What is asked:
• 1. Reproduce the passage on interim relief before national courts verbatim, everything from "4.1 National procedural" down to "down uniform conditions?".
• 2. Using the passage on interim relief before national courts, explain in one to three sentences why further developments in provisional judicial protection can be anticipated.

Document:

★ ★ ★ ★

Factortame ratifies the idea that compliance with the principle of effective judicial protection of Community law rights requires immediate availability of a remedy, pending the determination of the substance of a case. Factortame recognizes a Community law right to interim legal protection, regardless of the authority against which the relief is granted and the means through which such protection is provided. Z.A.P. provide the foundations of a Community law right to interim legal protection where the validity of Community regulations is challenged.

In Factortame, national courts? jurisdiction to grant interim measures is based directly on Community law. The same applies to a Z.A.P.-type situation where the validity of a Community act is in issue.

So far as the exercise of the power to grant interim measures is concerned, under a Factortame-type situation, national courts apply domestic law requirements and conditions. Under a Z.A.P.-type situation, minimum uniform Community law conditions (such as the existence of serious doubts as to the validity of the Community measure, the urgency and threat of serious and irreparable damage, and the consideration of the interest of the Community) are applicable.

There is not a truly complete Community law system of provisional judicial protection before national courts. However, the gaps left by the Court's case law allow the anticipation of further developments.


1. Introduction

2. The right to obtain interim relief before national courts

2.1 Direct, immediate and effective judicial protection

2.2 Rationale behind the case law of the European Court of Justice

2.2.1 Factortame-type situation

2.2.2 Z.A.P.-type situation

2.2.3 Factortame and Z.A.P.: Common features

3. The power of national courts to grant interim relief

3.1 The jurisdiction to grant interim relief from a substantive perspective

3.1.1 Factortame-type situation

3.1.2 Z.A.P.-type situation

3.2 The jurisdiction to grant interim relief from a procedural perspective

4. The exercise of the power to grant interim relief

4.1 National procedural autonomy

4.2 Factortame-type situation

4.3 Z.A.P.-type situation

4.3.1 The procedural conditions laid down by the Court of Justice Serious doubts about the validity of the contested measure and statement of grounds (prima facie case or fumus boni juris) Reference to the Court of Justice of the question of validity Urgency and threat of serious and irreparable damage (periculum in mora) The interest of the Community to be taken into account

4.3.2 Why did the Court of Justice lay down uniform conditions?

★ ★ ★ ★

Records shown:

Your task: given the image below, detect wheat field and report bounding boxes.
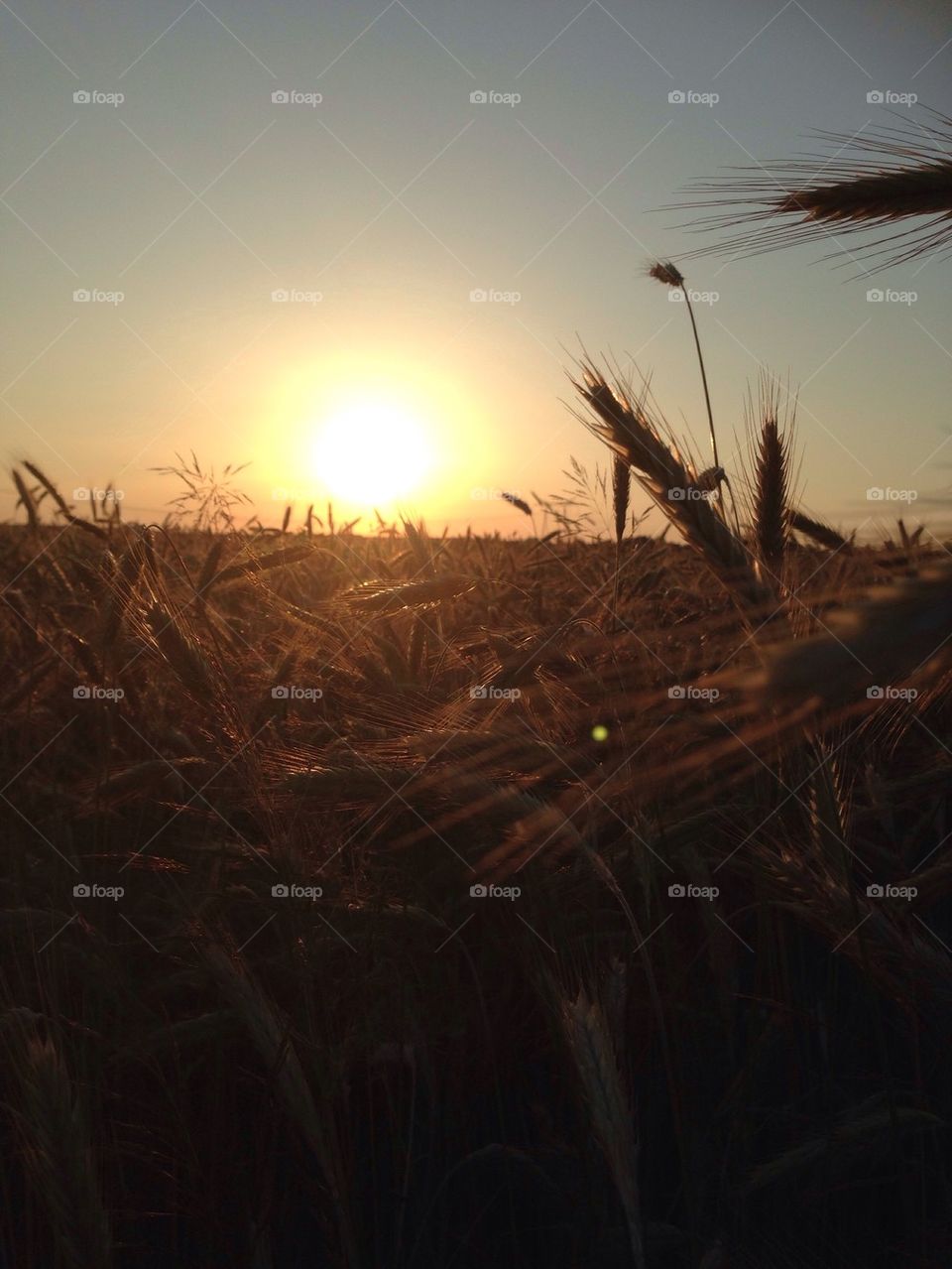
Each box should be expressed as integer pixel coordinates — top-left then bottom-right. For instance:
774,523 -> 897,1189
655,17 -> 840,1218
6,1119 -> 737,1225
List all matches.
0,347 -> 952,1269
0,126 -> 952,1269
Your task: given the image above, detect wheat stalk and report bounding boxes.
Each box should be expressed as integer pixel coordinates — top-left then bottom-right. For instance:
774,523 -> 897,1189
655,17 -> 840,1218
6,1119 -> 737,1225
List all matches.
572,360 -> 774,606
668,112 -> 952,267
4,1010 -> 113,1269
563,991 -> 647,1269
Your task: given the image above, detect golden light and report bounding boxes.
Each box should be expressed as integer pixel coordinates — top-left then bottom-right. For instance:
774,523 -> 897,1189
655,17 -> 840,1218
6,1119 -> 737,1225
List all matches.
310,395 -> 433,506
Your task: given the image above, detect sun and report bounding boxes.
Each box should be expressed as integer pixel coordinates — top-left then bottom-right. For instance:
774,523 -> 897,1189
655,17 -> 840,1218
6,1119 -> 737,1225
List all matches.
311,395 -> 433,506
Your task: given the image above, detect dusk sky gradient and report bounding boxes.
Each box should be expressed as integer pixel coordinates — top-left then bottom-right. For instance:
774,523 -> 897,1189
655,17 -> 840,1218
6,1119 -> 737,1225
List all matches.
0,0 -> 952,536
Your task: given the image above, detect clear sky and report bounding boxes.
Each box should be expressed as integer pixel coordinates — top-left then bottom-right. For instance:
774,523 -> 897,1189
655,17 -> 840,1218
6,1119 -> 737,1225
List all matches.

★ ★ ★ ★

Response list:
• 1.
4.1 National procedural autonomy

4.2 Factortame-type situation

4.3 Z.A.P.-type situation

4.3.1 The procedural conditions laid down by the Court of Justice Serious doubts about the validity of the contested measure and statement of grounds (prima facie case or fumus boni juris) Reference to the Court of Justice of the question of validity Urgency and threat of serious and irreparable damage (periculum in mora) The interest of the Community to be taken into account

4.3.2 Why did the Court of Justice lay down uniform conditions?

• 2. There is not yet a truly complete Community law system of provisional judicial protection before national courts. The gaps left by the Court's case law allow further developments to be anticipated.